### [ACTION ITEM]
After locating the line that contains "Mark every instance of the shop" in the data below, set down exactly that line and each one after it through the line that contains "Mark every instance of the blue directional", and nothing more.

+++ EXTRACTED DATA +++

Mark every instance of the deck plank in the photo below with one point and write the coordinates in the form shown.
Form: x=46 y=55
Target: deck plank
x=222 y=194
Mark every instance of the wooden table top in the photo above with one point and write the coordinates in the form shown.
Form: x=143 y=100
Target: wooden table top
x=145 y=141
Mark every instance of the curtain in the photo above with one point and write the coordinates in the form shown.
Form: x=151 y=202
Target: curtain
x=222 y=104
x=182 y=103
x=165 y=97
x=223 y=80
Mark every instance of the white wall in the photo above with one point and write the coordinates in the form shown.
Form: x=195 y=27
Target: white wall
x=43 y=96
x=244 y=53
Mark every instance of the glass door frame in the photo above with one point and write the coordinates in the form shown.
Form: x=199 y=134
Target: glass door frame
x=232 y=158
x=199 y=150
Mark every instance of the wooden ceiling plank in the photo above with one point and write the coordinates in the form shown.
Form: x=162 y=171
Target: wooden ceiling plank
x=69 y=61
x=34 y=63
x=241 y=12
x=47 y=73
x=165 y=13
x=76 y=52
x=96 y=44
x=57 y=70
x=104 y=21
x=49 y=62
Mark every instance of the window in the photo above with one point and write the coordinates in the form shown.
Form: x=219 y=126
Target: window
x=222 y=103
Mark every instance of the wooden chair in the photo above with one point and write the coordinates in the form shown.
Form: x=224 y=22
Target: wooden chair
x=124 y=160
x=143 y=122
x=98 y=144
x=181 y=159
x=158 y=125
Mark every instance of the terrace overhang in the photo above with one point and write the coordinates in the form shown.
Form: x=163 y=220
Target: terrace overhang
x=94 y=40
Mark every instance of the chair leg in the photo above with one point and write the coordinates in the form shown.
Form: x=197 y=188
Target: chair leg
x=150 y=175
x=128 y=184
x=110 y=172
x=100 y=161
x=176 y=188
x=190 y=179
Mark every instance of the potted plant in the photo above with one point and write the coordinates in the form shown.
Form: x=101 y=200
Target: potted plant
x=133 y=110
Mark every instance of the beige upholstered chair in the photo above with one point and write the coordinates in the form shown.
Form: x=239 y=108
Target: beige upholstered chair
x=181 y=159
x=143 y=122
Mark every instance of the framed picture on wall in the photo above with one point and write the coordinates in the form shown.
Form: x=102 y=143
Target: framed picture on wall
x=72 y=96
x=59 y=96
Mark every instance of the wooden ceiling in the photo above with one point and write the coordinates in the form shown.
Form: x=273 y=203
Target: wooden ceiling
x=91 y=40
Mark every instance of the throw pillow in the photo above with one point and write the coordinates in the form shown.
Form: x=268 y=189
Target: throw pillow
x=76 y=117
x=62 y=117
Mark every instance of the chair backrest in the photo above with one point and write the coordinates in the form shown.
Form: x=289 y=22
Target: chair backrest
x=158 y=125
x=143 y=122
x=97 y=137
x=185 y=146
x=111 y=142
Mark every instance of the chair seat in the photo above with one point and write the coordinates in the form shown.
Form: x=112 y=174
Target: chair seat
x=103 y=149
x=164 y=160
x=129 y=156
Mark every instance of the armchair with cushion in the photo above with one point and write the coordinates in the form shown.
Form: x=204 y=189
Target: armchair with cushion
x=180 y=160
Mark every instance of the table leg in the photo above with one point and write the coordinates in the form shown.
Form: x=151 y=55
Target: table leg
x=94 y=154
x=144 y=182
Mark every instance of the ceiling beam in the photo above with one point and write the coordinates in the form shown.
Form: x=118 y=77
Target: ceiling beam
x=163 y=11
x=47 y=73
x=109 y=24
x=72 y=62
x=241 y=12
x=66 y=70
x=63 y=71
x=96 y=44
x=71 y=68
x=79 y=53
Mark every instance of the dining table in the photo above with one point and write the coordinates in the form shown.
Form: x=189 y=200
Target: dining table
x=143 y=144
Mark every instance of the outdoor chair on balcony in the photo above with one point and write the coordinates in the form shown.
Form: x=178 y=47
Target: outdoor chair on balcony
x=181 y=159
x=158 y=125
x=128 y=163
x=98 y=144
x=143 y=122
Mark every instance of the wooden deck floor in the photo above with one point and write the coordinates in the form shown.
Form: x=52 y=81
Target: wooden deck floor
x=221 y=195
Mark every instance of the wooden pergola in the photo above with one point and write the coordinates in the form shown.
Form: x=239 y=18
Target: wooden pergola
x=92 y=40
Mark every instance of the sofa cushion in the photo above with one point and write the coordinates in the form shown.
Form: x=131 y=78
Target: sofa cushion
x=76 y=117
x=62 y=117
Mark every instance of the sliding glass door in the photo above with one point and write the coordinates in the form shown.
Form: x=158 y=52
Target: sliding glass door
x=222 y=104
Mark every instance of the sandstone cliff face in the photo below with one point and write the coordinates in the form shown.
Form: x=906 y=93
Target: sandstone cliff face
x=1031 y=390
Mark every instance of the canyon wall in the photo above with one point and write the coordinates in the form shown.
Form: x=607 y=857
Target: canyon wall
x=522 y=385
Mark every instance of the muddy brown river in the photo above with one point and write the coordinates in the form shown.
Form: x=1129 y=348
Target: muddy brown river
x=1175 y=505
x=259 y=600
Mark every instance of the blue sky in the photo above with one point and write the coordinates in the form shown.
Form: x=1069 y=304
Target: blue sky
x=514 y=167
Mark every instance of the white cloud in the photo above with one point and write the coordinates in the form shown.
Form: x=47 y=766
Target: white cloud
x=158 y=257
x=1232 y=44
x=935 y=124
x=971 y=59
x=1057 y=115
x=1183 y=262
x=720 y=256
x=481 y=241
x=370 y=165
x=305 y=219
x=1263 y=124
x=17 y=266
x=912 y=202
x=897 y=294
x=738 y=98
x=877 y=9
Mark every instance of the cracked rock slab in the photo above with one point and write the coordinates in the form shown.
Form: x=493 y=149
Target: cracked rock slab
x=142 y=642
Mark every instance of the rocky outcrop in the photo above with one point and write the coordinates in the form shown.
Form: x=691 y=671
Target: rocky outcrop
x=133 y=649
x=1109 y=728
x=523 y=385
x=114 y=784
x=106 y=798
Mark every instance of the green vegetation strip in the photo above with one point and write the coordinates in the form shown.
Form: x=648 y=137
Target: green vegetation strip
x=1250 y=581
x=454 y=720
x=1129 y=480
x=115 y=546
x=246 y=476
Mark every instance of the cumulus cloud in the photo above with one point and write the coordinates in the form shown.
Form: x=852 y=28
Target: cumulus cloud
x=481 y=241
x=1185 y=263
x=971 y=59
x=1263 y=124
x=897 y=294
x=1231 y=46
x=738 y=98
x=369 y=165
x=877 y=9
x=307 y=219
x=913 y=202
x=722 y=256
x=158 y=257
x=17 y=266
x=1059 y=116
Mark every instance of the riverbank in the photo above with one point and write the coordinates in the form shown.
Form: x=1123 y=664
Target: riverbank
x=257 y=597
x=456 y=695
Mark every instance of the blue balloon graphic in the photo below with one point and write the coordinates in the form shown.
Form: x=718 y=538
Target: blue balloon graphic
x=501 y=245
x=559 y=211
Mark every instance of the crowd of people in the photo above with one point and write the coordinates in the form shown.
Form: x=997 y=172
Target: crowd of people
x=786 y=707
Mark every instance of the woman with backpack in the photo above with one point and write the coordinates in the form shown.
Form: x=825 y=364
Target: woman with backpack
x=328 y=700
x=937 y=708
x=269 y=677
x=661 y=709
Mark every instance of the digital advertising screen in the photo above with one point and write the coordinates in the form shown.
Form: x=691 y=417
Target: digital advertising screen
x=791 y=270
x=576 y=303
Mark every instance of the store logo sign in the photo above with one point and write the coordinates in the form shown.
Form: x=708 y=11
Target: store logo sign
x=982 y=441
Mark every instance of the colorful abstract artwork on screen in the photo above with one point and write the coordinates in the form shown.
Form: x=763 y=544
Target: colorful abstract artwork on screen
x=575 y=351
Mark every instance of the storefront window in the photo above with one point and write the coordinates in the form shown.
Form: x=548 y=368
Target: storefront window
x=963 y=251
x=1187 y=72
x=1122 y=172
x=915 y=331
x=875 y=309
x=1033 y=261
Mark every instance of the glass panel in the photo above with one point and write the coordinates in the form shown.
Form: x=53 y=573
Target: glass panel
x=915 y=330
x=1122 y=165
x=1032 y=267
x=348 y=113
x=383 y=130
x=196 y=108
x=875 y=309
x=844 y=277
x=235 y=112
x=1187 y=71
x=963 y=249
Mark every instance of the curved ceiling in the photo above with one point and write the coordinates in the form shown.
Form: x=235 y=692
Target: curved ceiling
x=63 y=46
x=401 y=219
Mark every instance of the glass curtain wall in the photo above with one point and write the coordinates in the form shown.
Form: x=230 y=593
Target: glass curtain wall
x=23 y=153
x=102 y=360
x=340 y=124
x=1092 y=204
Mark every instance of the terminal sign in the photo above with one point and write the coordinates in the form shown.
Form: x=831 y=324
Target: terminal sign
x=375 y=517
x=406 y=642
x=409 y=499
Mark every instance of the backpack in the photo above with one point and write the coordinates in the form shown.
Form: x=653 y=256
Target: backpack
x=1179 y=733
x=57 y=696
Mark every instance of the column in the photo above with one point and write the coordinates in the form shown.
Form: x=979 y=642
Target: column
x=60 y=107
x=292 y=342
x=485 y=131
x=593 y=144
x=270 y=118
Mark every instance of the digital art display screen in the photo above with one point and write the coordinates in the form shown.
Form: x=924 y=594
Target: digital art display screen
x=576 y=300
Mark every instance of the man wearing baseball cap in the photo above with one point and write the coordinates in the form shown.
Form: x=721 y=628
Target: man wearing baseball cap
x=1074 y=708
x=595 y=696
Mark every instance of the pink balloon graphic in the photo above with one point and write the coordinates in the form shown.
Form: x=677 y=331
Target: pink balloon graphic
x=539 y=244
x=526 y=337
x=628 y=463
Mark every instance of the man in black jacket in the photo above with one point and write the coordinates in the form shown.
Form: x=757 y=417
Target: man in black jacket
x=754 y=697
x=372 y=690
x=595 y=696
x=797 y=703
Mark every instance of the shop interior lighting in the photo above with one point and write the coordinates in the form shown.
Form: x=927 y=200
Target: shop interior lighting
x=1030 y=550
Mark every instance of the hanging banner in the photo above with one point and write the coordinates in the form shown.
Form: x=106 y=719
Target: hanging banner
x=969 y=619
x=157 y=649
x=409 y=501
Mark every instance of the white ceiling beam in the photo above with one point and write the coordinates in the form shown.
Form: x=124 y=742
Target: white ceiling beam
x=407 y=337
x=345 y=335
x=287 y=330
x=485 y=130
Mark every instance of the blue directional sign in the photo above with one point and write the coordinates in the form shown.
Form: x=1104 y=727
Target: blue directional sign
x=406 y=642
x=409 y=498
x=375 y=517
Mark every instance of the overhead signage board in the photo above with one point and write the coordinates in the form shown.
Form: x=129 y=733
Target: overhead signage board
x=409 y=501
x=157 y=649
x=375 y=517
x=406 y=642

+++

### [ANSWER SECTION]
Mark every instance of the shop interior lighting in the photo above with one point and write the coordinates in the form shown.
Form: x=927 y=200
Target: shop interior lighting
x=1030 y=550
Mark every instance of the hanging banner in the photo above with one point and write the coordinates in the form shown.
Form: x=106 y=719
Target: hanging banner
x=969 y=619
x=157 y=649
x=409 y=501
Mark every instance of the white ceiling beam in the photo above with one point and write the coordinates in the form shown.
Form: x=124 y=742
Target: white ceiling beam
x=407 y=337
x=345 y=335
x=287 y=330
x=485 y=130
Mark every instance of the blue directional sign in the photo above with one point and write the coordinates in the form shown.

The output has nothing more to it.